##### Text provided
Disabled people face many questions before they book a holiday – does the hotel have adapted rooms? Does the mountain top have wheelchair access?This content was published on August 27, 2009 - 13:33
A new quality label for holidays for disabled people - Holidays for All - should help to address these issues by not only looking at accessibility and security of holiday providers, but also at the quality of services for the disabled.
The label, the first of its kind in Switzerland, was launched on Wednesday and is the brainchild of Mobility International Switzerland (MIS), an organization that gives holiday information to the disabled.
"We have a few holiday providers who were not so serious about their products for disabled people, so we created this label to give disabled people some security," MIS director Marcus Rocca told swissinfo.ch.
The unveiling event was on a tram that roamed around Zurich's centre. This served to highlight some of the problems facing disabled holidaymakers.
##########
##### Records supplied
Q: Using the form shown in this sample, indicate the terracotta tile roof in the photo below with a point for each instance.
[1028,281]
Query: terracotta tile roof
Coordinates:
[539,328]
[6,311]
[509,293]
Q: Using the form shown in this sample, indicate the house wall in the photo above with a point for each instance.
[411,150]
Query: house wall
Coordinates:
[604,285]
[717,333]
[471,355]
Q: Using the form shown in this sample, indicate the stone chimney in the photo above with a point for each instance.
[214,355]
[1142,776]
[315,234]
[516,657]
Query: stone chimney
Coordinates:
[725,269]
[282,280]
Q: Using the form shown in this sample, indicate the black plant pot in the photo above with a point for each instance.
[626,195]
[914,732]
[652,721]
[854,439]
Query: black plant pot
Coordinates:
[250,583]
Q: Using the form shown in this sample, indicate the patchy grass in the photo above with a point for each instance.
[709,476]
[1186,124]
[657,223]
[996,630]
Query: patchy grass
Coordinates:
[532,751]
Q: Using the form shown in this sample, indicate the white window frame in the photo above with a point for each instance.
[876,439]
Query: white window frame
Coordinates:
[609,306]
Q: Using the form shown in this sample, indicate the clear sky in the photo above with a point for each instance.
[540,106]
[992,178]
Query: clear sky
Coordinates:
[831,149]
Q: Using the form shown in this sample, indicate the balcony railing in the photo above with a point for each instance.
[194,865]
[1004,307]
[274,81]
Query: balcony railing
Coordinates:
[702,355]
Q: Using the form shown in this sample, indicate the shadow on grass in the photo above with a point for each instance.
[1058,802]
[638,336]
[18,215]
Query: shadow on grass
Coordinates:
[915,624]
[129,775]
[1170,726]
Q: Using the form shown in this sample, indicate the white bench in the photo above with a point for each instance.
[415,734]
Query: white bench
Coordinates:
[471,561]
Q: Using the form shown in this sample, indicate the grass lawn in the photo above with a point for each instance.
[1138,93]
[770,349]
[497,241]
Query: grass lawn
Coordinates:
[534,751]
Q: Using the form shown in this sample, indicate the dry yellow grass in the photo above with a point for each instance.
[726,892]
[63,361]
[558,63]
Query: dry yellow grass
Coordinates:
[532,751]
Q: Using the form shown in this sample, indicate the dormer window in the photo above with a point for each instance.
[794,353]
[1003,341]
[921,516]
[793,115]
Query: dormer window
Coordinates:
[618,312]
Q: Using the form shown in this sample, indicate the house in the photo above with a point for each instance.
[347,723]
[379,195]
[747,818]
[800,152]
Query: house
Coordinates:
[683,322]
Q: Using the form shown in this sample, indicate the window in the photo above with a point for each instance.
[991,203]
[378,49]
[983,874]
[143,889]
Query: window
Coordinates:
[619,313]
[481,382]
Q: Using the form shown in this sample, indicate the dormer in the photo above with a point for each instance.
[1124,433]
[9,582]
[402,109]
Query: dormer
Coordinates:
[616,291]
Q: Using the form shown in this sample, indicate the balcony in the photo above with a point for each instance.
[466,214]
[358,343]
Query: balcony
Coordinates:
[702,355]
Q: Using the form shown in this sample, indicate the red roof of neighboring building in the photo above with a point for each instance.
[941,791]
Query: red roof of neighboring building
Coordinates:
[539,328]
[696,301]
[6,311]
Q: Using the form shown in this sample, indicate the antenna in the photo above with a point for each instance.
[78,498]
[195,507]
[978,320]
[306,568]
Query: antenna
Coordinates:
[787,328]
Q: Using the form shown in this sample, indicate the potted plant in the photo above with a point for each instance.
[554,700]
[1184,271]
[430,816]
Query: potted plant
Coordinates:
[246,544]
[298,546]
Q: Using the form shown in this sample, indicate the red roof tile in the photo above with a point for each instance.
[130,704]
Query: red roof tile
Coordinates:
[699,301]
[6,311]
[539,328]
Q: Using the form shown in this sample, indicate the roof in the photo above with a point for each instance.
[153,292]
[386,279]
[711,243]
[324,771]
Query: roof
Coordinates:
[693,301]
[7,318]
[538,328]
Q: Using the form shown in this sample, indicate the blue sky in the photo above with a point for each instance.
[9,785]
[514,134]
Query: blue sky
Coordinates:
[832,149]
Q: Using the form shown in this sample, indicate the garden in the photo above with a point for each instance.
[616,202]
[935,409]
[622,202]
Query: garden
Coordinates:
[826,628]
##########
* _Tasks to perform_
(1) In the article on holidays for disabled people, condense the paragraph beginning "The label, the first of its kind" into a single shorter sentence that keeps its main facts.
(2) Copy everything in the article on holidays for disabled people from "Disabled people face" down to "Rocca told swissinfo.ch.", replacing each "label" with "seal".

* _Answers given_
(1) Launched on Wednesday, Switzerland's first such label was conceived by Mobility International Switzerland (MIS), which provides holiday information to disabled people.

(2)
Disabled people face many questions before they book a holiday – does the hotel have adapted rooms? Does the mountain top have wheelchair access?This content was published on August 27, 2009 - 13:33
A new quality seal for holidays for disabled people - Holidays for All - should help to address these issues by not only looking at accessibility and security of holiday providers, but also at the quality of services for the disabled.
The seal, the first of its kind in Switzerland, was launched on Wednesday and is the brainchild of Mobility International Switzerland (MIS), an organization that gives holiday information to the disabled.
"We have a few holiday providers who were not so serious about their products for disabled people, so we created this seal to give disabled people some security," MIS director Marcus Rocca told swissinfo.ch.